- _DIRECTIVE_
Which lines in the material below contain the word "metal"? Return each of them in full.

- _EXCERPTED RECORDS_
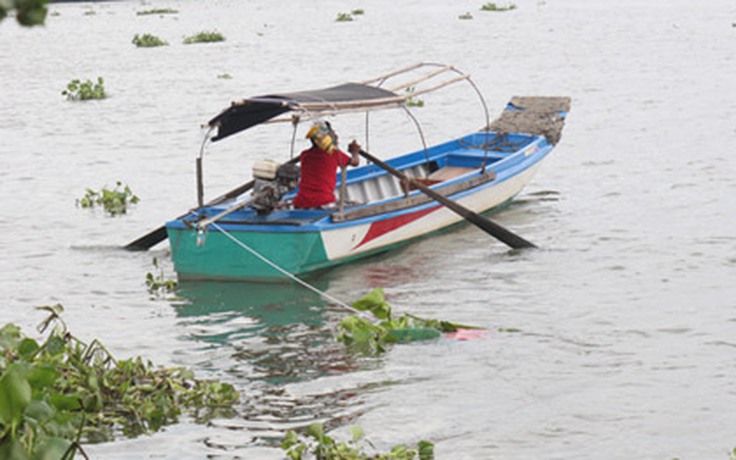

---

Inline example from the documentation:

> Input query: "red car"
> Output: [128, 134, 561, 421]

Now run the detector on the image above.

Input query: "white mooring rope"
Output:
[210, 222, 364, 316]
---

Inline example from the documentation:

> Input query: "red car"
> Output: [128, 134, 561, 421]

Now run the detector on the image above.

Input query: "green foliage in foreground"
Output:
[0, 0, 49, 27]
[136, 8, 179, 16]
[337, 288, 481, 355]
[183, 32, 225, 45]
[77, 181, 140, 216]
[0, 305, 239, 460]
[132, 34, 168, 48]
[281, 423, 434, 460]
[480, 2, 516, 11]
[61, 77, 107, 101]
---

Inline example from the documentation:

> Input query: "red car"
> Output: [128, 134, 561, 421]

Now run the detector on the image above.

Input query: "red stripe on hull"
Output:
[353, 206, 440, 249]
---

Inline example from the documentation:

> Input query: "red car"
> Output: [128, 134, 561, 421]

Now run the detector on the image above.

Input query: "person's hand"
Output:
[348, 139, 361, 155]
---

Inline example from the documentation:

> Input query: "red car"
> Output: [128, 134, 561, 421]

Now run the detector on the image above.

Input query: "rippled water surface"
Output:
[0, 0, 736, 459]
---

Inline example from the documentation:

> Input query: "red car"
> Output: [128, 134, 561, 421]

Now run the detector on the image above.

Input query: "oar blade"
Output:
[124, 226, 167, 251]
[360, 150, 536, 249]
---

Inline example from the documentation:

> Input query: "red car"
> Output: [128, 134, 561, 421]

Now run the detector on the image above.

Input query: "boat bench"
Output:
[447, 149, 508, 168]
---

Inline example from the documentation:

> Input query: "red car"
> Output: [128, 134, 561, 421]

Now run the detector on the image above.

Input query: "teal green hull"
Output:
[167, 228, 333, 281]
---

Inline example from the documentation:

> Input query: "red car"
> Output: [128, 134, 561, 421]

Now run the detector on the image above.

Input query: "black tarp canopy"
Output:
[208, 83, 406, 141]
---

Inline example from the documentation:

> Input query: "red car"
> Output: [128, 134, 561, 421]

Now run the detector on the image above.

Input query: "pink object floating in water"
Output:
[445, 329, 487, 340]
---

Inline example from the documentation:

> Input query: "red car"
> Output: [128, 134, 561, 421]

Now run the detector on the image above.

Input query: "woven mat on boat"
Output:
[489, 96, 570, 144]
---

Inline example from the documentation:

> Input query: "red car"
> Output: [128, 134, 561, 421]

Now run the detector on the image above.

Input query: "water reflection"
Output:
[176, 282, 355, 385]
[175, 280, 386, 450]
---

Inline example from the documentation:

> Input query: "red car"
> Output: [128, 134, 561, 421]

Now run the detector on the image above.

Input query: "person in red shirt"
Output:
[294, 122, 360, 209]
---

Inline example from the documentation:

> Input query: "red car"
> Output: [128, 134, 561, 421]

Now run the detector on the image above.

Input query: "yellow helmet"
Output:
[306, 121, 337, 154]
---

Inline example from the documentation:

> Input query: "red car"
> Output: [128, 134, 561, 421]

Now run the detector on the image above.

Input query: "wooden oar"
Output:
[360, 150, 536, 249]
[124, 156, 299, 251]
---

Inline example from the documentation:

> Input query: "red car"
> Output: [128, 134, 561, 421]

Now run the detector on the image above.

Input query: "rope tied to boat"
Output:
[210, 222, 366, 316]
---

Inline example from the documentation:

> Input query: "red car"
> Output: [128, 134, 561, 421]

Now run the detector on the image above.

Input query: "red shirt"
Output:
[294, 147, 351, 208]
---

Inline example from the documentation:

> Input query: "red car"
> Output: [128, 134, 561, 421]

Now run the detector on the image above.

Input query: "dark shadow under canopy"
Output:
[208, 83, 405, 141]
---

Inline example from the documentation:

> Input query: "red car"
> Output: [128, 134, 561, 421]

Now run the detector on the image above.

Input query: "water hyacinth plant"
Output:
[480, 2, 516, 11]
[337, 288, 482, 355]
[61, 77, 107, 101]
[0, 305, 239, 459]
[281, 423, 434, 460]
[183, 32, 225, 45]
[132, 34, 168, 48]
[77, 181, 140, 216]
[335, 13, 353, 22]
[136, 8, 179, 16]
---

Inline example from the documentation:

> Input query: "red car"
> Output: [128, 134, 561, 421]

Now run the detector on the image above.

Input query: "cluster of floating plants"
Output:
[335, 9, 365, 22]
[480, 2, 516, 11]
[0, 305, 239, 459]
[183, 32, 225, 45]
[0, 0, 48, 27]
[61, 77, 107, 101]
[77, 181, 140, 216]
[132, 34, 168, 48]
[136, 8, 179, 16]
[281, 423, 434, 460]
[337, 288, 481, 355]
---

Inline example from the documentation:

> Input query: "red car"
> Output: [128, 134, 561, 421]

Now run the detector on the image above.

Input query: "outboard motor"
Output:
[251, 160, 300, 216]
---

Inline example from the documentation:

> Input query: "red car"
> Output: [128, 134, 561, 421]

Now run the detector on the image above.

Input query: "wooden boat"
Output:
[157, 64, 570, 281]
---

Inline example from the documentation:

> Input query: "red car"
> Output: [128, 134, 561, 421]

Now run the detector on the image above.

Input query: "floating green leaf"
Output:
[281, 423, 434, 460]
[0, 305, 238, 459]
[183, 32, 225, 45]
[480, 2, 516, 11]
[337, 288, 480, 355]
[61, 77, 107, 101]
[77, 181, 140, 216]
[132, 34, 168, 48]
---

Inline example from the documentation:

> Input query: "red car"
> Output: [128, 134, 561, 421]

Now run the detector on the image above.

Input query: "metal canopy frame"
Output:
[196, 62, 490, 207]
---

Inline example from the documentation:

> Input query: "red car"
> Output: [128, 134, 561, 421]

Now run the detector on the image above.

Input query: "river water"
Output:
[0, 0, 736, 459]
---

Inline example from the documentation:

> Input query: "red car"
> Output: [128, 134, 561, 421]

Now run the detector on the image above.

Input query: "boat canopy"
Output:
[209, 83, 404, 141]
[207, 63, 488, 141]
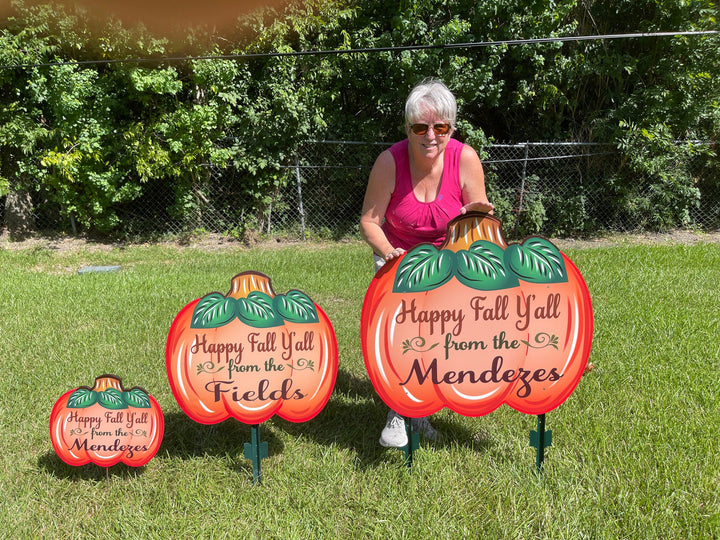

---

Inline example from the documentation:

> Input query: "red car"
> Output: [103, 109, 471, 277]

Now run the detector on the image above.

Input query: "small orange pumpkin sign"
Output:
[166, 271, 338, 424]
[361, 212, 593, 417]
[50, 375, 165, 467]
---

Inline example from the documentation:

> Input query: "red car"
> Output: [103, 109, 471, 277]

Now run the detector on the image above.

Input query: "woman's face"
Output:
[405, 111, 453, 159]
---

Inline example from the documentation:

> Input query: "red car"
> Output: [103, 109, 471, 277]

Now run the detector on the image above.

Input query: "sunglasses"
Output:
[410, 124, 450, 136]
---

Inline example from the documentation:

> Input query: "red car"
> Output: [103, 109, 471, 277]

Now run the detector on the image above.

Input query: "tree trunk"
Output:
[5, 190, 37, 238]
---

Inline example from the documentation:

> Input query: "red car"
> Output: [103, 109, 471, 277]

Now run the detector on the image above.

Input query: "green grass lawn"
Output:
[0, 238, 720, 539]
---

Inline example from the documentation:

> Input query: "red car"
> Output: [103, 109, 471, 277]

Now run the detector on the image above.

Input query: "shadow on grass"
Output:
[272, 369, 493, 469]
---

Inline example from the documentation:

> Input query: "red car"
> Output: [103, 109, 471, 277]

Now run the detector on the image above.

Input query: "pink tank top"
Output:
[382, 139, 465, 249]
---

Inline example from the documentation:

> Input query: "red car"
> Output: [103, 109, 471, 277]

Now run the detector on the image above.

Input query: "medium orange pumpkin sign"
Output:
[50, 375, 165, 467]
[166, 272, 338, 424]
[361, 212, 593, 417]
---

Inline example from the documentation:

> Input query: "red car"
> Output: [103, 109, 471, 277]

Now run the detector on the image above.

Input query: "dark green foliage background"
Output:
[0, 0, 720, 233]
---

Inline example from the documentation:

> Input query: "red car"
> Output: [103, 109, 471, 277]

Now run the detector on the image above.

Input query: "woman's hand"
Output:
[460, 201, 495, 214]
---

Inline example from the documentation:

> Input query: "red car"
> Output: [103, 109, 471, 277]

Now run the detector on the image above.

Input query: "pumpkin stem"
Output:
[227, 271, 275, 300]
[93, 375, 124, 392]
[442, 212, 507, 251]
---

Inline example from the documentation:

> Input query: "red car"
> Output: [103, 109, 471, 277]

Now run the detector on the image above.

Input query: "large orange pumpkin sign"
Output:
[50, 375, 165, 467]
[166, 272, 338, 424]
[361, 213, 593, 417]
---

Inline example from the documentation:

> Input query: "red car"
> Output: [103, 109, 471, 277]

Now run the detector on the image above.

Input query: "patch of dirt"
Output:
[0, 230, 720, 253]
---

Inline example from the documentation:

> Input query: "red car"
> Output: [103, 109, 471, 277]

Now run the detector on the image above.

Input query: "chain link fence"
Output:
[0, 141, 720, 241]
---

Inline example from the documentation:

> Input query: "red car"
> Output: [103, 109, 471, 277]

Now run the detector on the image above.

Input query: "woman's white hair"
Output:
[405, 79, 457, 127]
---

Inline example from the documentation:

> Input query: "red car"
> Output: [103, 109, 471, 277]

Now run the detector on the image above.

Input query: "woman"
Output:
[360, 79, 493, 447]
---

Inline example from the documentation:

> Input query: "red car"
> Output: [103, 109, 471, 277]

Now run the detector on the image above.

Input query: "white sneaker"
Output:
[412, 416, 440, 441]
[380, 410, 407, 448]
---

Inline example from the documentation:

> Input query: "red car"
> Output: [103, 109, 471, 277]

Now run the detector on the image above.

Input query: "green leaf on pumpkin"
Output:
[190, 293, 237, 328]
[237, 291, 283, 328]
[455, 240, 518, 291]
[96, 388, 127, 410]
[505, 238, 568, 283]
[67, 388, 98, 409]
[273, 291, 319, 323]
[393, 244, 455, 292]
[124, 388, 151, 409]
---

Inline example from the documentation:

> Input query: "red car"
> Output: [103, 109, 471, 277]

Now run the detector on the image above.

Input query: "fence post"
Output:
[295, 154, 305, 242]
[518, 143, 529, 218]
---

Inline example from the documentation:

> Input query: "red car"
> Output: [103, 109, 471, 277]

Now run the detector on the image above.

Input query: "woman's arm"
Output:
[460, 145, 493, 214]
[360, 150, 405, 260]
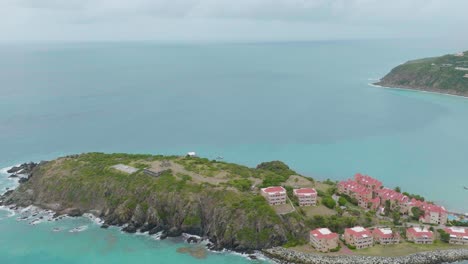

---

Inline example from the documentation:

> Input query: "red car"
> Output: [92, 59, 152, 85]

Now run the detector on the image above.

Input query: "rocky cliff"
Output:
[1, 153, 307, 251]
[376, 52, 468, 96]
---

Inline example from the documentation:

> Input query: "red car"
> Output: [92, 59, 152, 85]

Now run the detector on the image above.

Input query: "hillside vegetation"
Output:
[1, 153, 372, 251]
[376, 52, 468, 96]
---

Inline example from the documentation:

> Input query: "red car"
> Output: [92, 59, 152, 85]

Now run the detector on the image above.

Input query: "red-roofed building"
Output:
[444, 227, 468, 245]
[310, 228, 338, 252]
[337, 180, 372, 208]
[261, 186, 286, 205]
[344, 226, 374, 249]
[376, 188, 409, 209]
[419, 203, 448, 225]
[406, 227, 434, 244]
[293, 188, 317, 206]
[372, 228, 400, 245]
[354, 173, 382, 190]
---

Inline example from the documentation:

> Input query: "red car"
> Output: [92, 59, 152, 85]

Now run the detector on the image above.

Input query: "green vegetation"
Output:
[437, 229, 450, 243]
[338, 196, 348, 206]
[411, 207, 424, 221]
[322, 196, 336, 209]
[228, 179, 252, 192]
[377, 52, 468, 95]
[305, 215, 358, 233]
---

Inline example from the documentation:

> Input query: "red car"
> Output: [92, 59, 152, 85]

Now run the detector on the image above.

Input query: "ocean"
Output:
[0, 40, 468, 263]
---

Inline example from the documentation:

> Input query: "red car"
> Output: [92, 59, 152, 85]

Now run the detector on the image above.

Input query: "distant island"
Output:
[375, 51, 468, 96]
[0, 152, 468, 263]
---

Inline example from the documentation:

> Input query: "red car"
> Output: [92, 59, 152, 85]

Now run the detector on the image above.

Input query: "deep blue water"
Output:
[0, 40, 468, 263]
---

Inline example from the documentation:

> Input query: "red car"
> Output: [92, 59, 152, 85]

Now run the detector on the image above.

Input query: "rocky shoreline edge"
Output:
[263, 247, 468, 264]
[0, 161, 265, 260]
[371, 81, 468, 98]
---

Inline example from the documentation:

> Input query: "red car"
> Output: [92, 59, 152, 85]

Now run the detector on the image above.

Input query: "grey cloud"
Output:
[0, 0, 468, 41]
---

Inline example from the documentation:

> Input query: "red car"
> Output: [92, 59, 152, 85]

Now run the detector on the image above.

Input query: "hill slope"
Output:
[376, 52, 468, 96]
[0, 153, 311, 251]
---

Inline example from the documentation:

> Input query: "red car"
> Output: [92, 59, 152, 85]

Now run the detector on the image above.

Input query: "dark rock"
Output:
[62, 208, 83, 217]
[187, 236, 201, 244]
[160, 232, 168, 240]
[148, 226, 163, 235]
[122, 225, 137, 233]
[167, 227, 182, 237]
[7, 166, 21, 173]
[18, 178, 29, 183]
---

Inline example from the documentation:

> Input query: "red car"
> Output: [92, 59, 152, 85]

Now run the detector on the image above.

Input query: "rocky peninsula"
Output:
[0, 153, 468, 264]
[0, 153, 310, 252]
[263, 247, 468, 264]
[375, 51, 468, 96]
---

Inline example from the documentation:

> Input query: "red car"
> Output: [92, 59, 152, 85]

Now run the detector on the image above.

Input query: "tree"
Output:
[437, 229, 450, 243]
[322, 196, 336, 209]
[338, 197, 348, 206]
[392, 211, 401, 225]
[411, 207, 424, 220]
[385, 200, 392, 216]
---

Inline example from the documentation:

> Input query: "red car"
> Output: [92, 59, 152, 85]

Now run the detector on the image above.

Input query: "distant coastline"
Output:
[374, 51, 468, 97]
[368, 81, 468, 99]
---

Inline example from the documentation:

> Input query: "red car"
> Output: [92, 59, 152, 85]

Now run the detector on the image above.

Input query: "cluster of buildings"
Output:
[310, 226, 468, 252]
[444, 227, 468, 245]
[337, 173, 448, 225]
[261, 186, 317, 206]
[310, 226, 400, 252]
[261, 177, 468, 252]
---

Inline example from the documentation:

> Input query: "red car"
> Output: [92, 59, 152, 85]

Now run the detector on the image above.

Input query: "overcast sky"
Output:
[0, 0, 468, 42]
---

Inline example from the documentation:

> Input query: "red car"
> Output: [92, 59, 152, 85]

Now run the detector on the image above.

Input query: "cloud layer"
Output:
[0, 0, 468, 41]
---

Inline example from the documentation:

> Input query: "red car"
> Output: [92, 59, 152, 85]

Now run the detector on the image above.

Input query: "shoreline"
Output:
[263, 247, 468, 264]
[368, 82, 468, 99]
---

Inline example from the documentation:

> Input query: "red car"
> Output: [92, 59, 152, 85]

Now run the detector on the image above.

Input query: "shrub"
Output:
[322, 196, 336, 209]
[338, 197, 348, 206]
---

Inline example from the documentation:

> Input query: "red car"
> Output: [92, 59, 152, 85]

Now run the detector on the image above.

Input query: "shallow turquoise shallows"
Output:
[0, 40, 468, 263]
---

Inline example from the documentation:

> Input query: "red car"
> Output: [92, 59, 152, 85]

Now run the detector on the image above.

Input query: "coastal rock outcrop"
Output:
[1, 154, 307, 252]
[263, 247, 468, 264]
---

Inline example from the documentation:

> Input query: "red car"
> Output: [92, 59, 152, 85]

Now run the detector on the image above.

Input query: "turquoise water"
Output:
[0, 40, 468, 263]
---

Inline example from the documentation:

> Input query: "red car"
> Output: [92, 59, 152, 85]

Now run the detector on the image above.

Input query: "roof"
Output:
[406, 227, 434, 238]
[262, 186, 286, 194]
[444, 227, 468, 238]
[345, 226, 372, 238]
[310, 228, 338, 239]
[354, 173, 382, 188]
[373, 228, 397, 238]
[338, 180, 372, 195]
[293, 188, 317, 196]
[377, 188, 409, 203]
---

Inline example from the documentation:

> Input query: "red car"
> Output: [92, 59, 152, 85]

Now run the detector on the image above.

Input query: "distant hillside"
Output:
[376, 51, 468, 96]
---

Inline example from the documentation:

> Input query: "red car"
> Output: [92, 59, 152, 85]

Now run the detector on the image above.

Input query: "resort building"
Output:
[372, 228, 400, 245]
[354, 173, 382, 191]
[337, 180, 372, 208]
[419, 203, 448, 225]
[262, 186, 286, 205]
[293, 188, 317, 206]
[310, 228, 338, 252]
[377, 188, 409, 209]
[444, 227, 468, 245]
[344, 226, 374, 249]
[406, 227, 434, 244]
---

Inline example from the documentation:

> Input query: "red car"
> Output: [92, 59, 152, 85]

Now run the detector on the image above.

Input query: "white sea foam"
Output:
[83, 213, 104, 225]
[368, 83, 468, 98]
[68, 225, 88, 233]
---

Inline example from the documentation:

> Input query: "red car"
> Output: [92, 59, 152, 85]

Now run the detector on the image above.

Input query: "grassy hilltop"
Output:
[1, 153, 374, 251]
[376, 51, 468, 96]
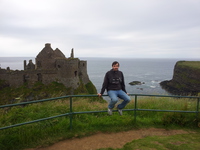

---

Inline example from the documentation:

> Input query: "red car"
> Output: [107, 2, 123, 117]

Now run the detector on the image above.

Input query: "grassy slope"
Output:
[0, 97, 200, 150]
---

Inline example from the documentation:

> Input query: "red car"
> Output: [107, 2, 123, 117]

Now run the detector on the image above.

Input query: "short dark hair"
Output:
[112, 61, 119, 66]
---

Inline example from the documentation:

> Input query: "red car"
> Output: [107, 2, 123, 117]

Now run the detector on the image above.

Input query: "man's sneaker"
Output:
[118, 109, 122, 115]
[108, 108, 112, 115]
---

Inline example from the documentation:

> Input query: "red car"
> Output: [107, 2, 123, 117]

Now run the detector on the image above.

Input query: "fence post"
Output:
[134, 95, 137, 123]
[69, 96, 73, 130]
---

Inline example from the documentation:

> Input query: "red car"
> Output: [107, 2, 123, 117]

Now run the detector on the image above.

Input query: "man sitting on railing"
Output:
[98, 61, 131, 115]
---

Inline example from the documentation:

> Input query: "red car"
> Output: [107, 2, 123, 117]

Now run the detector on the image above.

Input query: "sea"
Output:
[0, 57, 200, 95]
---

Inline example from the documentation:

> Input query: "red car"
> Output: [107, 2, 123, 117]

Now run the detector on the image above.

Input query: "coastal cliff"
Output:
[160, 61, 200, 95]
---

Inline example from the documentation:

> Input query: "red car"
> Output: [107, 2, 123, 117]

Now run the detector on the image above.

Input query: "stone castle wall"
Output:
[0, 43, 90, 89]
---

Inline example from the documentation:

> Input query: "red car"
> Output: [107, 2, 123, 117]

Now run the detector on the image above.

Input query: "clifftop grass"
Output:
[0, 97, 200, 150]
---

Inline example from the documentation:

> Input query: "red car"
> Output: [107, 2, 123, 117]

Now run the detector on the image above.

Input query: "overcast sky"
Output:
[0, 0, 200, 58]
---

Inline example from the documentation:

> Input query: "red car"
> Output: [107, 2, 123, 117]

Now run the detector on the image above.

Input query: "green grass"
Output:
[0, 97, 200, 150]
[99, 133, 200, 150]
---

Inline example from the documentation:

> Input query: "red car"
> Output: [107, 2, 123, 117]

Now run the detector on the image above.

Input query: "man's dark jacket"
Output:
[100, 69, 127, 95]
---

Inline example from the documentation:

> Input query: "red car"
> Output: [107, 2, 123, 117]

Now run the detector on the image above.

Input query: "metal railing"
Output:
[0, 94, 200, 130]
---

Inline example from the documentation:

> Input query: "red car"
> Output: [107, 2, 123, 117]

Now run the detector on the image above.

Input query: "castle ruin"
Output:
[0, 43, 90, 89]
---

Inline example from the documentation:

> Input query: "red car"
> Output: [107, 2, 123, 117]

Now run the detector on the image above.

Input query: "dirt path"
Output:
[27, 128, 190, 150]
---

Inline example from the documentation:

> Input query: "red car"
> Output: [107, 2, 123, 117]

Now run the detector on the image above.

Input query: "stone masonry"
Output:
[0, 43, 90, 89]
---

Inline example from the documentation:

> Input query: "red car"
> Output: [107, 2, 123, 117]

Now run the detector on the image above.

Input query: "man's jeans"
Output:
[108, 90, 131, 109]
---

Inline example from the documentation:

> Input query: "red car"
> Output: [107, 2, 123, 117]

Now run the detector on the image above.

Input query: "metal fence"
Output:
[0, 94, 200, 130]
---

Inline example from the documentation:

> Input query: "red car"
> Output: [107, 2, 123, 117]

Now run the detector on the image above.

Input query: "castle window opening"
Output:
[74, 71, 77, 77]
[37, 73, 42, 82]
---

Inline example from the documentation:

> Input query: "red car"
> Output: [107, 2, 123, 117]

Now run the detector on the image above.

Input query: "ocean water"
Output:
[0, 57, 199, 95]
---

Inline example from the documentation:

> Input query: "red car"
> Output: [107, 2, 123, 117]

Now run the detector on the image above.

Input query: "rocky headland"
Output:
[160, 61, 200, 95]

- _TASK ANSWER_
Input query: "metal canopy frame"
Input query: "metal railing"
Input query: "metal fence"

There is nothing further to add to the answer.